» **Instructions to follow**
Every record should be written out exactly, with the pictures left out.

--- Data shown Enclosed Below ---

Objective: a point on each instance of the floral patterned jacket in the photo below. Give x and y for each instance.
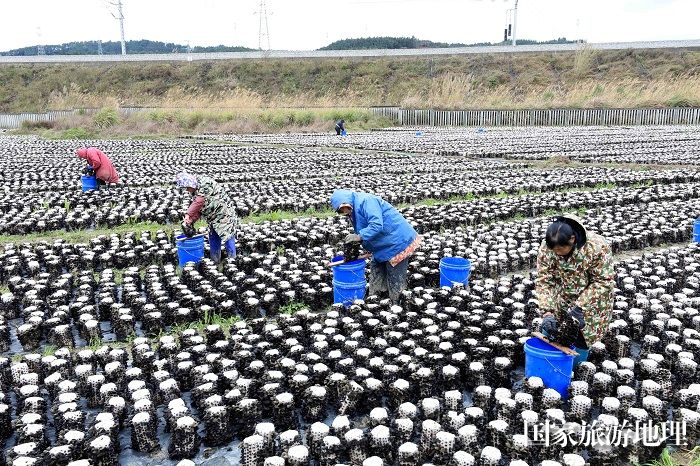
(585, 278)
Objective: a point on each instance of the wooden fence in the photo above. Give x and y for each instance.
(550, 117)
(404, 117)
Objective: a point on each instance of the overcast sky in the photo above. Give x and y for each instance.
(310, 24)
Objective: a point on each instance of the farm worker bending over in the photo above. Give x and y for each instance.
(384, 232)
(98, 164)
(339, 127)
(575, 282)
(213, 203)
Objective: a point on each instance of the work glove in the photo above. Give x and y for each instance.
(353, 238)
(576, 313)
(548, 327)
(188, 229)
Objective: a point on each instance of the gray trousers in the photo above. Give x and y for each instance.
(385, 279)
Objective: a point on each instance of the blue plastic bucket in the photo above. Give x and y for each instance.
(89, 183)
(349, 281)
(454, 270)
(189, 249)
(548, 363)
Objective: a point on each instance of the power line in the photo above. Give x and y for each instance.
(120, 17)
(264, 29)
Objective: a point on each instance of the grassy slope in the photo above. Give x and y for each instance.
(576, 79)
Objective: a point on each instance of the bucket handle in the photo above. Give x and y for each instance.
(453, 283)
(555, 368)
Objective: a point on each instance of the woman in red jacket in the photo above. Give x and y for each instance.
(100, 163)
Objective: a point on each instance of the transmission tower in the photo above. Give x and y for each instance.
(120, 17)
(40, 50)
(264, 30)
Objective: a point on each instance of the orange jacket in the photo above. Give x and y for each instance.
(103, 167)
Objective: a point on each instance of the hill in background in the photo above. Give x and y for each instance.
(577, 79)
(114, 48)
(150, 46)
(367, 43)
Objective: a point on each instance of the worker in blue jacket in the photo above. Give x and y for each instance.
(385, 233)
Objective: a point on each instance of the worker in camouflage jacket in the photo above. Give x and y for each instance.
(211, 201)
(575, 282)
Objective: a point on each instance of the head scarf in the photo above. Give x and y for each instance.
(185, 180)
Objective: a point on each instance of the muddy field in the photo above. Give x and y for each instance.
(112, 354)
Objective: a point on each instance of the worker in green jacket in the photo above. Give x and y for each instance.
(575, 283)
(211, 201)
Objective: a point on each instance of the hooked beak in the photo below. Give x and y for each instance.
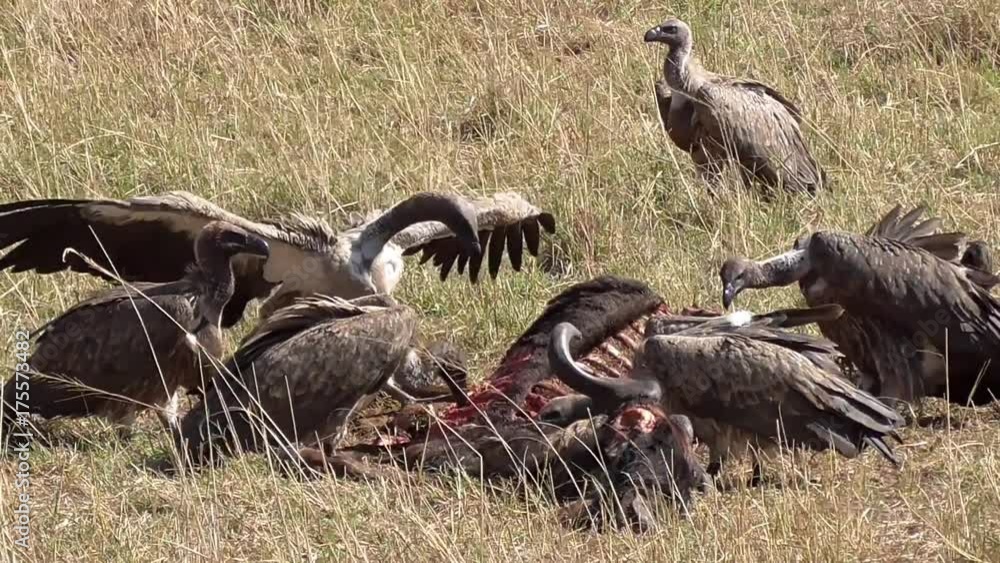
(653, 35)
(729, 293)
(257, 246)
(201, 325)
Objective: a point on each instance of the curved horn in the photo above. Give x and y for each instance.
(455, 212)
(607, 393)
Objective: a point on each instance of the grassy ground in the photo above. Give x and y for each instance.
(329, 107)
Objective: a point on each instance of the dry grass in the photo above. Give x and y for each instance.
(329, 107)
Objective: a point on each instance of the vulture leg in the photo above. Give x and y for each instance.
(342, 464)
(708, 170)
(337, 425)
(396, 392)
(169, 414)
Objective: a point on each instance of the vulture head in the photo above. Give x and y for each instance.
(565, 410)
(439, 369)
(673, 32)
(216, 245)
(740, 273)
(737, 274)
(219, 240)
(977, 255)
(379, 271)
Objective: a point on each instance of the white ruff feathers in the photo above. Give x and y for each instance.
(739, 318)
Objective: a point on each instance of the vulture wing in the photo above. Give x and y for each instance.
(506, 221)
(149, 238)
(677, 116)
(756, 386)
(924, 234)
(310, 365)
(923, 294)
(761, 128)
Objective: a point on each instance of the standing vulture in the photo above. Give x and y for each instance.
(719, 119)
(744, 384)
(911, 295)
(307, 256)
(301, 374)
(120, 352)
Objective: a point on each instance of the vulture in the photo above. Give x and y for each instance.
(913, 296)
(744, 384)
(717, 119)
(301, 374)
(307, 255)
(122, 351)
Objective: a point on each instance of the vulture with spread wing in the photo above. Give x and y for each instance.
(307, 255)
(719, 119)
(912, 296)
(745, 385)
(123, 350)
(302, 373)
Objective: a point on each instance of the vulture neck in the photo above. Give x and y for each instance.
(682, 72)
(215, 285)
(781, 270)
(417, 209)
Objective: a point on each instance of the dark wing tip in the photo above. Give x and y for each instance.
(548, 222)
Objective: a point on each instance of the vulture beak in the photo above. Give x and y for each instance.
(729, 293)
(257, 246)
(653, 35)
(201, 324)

--- End of Enclosed Data shown ---

» **Solution below**
Objective: a point on each instance of the floral patterned jacket in the photo below. Give x and y for each instance.
(585, 278)
Objective: a point on each instance of the wooden fence in the photo above. Give x and y for each instance.
(550, 117)
(404, 117)
Objective: a point on each instance of the overcast sky in the photo above. Give x and y for each instance.
(310, 24)
Objective: a point on each instance of the farm worker bending over in the photo above. Give x and y for each instance.
(384, 232)
(98, 164)
(339, 127)
(575, 282)
(213, 203)
Objective: a point on each instance of the work glove in the photo above. Give x and y for each instance.
(353, 238)
(576, 313)
(548, 327)
(188, 229)
Objective: a point on each instance of the gray trousers in the photo above. Give x and y for each instance.
(385, 279)
Objective: a point on each instance of the blue plastic bucket in the photo above. Give x and y for each instance.
(89, 183)
(349, 281)
(454, 270)
(189, 249)
(548, 363)
Objective: a point on each instance of the power line in the photo above. Give x and y for each instance.
(120, 17)
(264, 29)
Objective: a point on each instance of the grassy slope in the photo above. Give x and y for each instance.
(576, 79)
Objective: a point on each instance of the bucket handle in the photo above. Give x and y for each instance.
(453, 283)
(555, 368)
Objective: a point on each instance of the woman in red jacket in the photo above. Give x and y for each instance.
(100, 163)
Objective: a point on each instance of the transmission tower in the photo above. Give x and y for each instance.
(120, 17)
(40, 50)
(264, 30)
Objective: a point on each instance of the orange jacket in the photo above. Give x and y for each instance.
(103, 167)
Objective: a point on each instance of the hill in background in the photo above. Give x and y for each instance.
(577, 79)
(114, 48)
(150, 46)
(367, 43)
Objective: a point on each instance of the worker in blue jacket in the photo above. Give x and y for each instance.
(385, 233)
Objective: a point on each instance of the worker in camouflage jacket in the photo above. Give x and y for each instance.
(211, 201)
(575, 282)
Objective: a point on each instance of the head scarf in the photo above. Give x and y for each instance.
(185, 180)
Objective: a point on each instance of the muddy field in the photo above. Give x and y for each instance.
(112, 354)
Objective: a point on each instance of the worker in green jacket in the photo above. Give x and y for each instance.
(575, 283)
(211, 201)
Objective: a point on each instance of the hooked beak in the photo below. Give x and y for each instance.
(653, 35)
(729, 293)
(257, 246)
(201, 325)
Objective: a point on each instance of the curved horn in the photo above. Give x and y for each instance.
(455, 212)
(607, 393)
Objective: a point on each instance of the grassy ground in the photo above. Give x and y for each instance.
(329, 107)
Objective: a point on each instance of the dry grass in the photo above. Give x and y for each instance.
(329, 107)
Objective: a point on each instance of the vulture leg in the photo above. Give x and y for each instance.
(342, 464)
(708, 170)
(337, 425)
(396, 392)
(169, 414)
Objective: a point on each instance of the vulture head in the photo above. Give x and y for each instance.
(565, 410)
(439, 369)
(673, 32)
(216, 245)
(740, 273)
(737, 274)
(219, 240)
(977, 255)
(379, 271)
Objective: a point on each instance of the white ruff feathers in the photo above. Give x and y for each instance.
(739, 318)
Objective: a point on each instance of the vulture wing in the photo above. Give x and y for each instance.
(506, 221)
(149, 238)
(677, 116)
(756, 386)
(924, 234)
(310, 365)
(923, 294)
(761, 128)
Objective: a point on each instance of the standing vulture in the photo above. Give x and y for each instance.
(719, 119)
(744, 384)
(911, 295)
(307, 256)
(301, 374)
(120, 352)
Objective: a point on each instance of the vulture in the photo above. Give x and y for each instance.
(913, 296)
(744, 384)
(717, 119)
(301, 374)
(307, 255)
(122, 351)
Objective: a point on each instance of the vulture with spread wing in the photo above. Give x and y for each instance.
(307, 255)
(719, 119)
(912, 296)
(745, 385)
(123, 350)
(302, 373)
Objective: a point on each instance of the vulture neck in the photo above. Give x and y for each instance.
(682, 72)
(215, 285)
(781, 270)
(417, 209)
Objective: a point on each instance of the dark wing tip in the photo above. Give x and y for each instance.
(548, 222)
Objective: a point on each instance of the vulture beak in the photo above. Give x and y for each instance.
(729, 293)
(257, 246)
(653, 35)
(201, 324)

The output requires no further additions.